● **Source document**
═══

Thursday, May 31, 2012

the rooms in my head

Drew some sketches today. This is the first floor of Miss Fairweather's house and a detail of the library, since so much of the action takes place there.

The library image is rotated 90º since I tend to see it that way in my mind--in most scenes they are standing near the fireplace or the round table in the middle.

I'll probably do the second and third floors at some point, and I definitely need to do the laboratory.

Monday, May 14, 2012

pushing dirt

It's amazing how many poisonous plants are used as common suburban ornamentals. It's a good thing most suburbanites have no concept of eating out of their yards these days or they'd all be poisoned.

I've been putting off buying plants because there was so much work yet to do in the yard, but I knew the spring was getting on past the point that I needed to get my herbs in the ground, and yesterday was Mother's Day, so my spouse wanted to go fetch a houseplant for his mother anyway, so I caved in at the nursery and bought a handful of items off my "witch's garden" list.

═══

● **Dataset excerpt**
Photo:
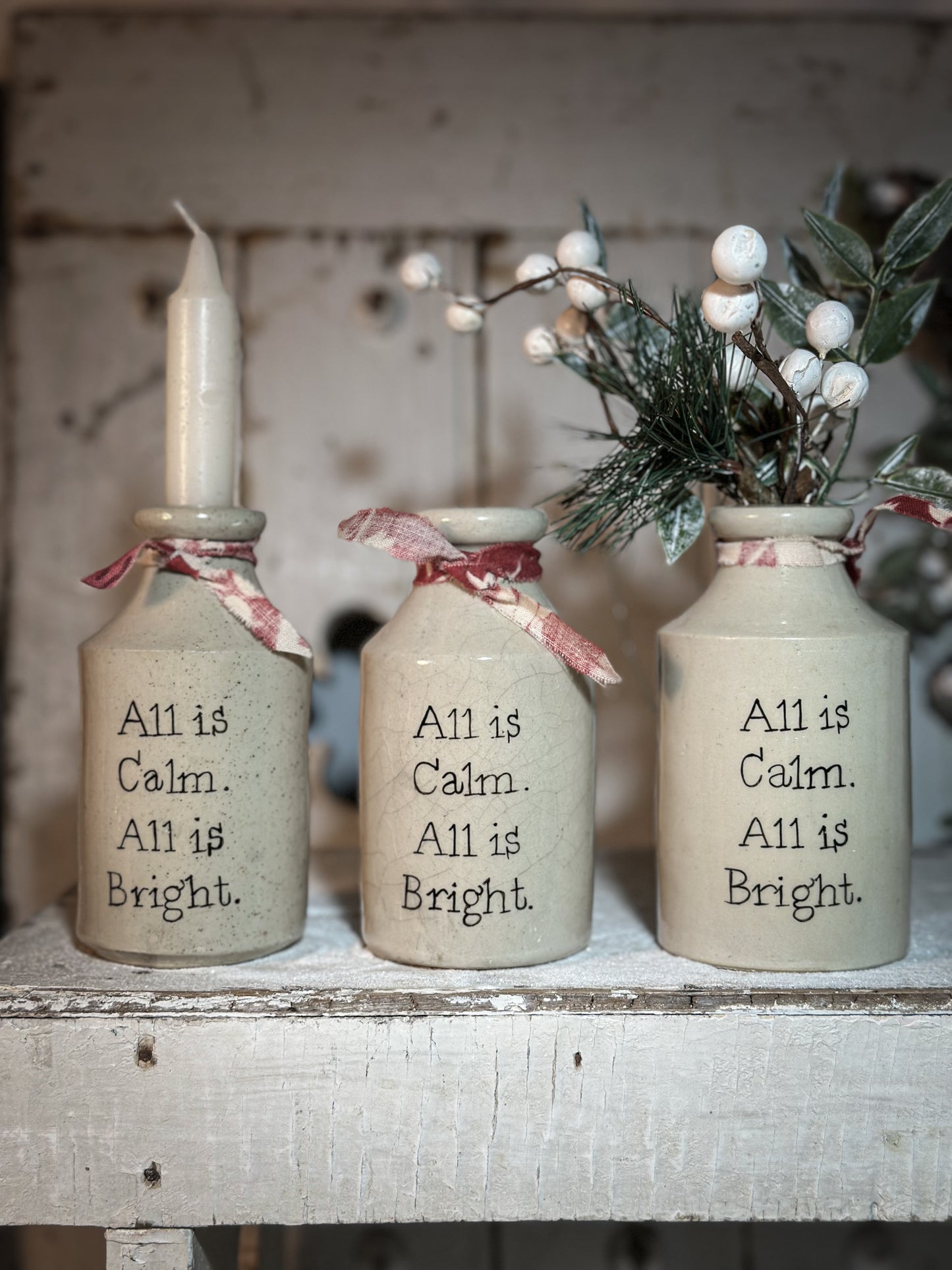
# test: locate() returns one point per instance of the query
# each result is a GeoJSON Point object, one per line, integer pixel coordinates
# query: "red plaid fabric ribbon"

═══

● **The task**
Reproduce the portion of the blog entries word for word, starting at "It's amazing how" and ending at "all be poisoned.".

● **The reply**
It's amazing how many poisonous plants are used as common suburban ornamentals. It's a good thing most suburbanites have no concept of eating out of their yards these days or they'd all be poisoned.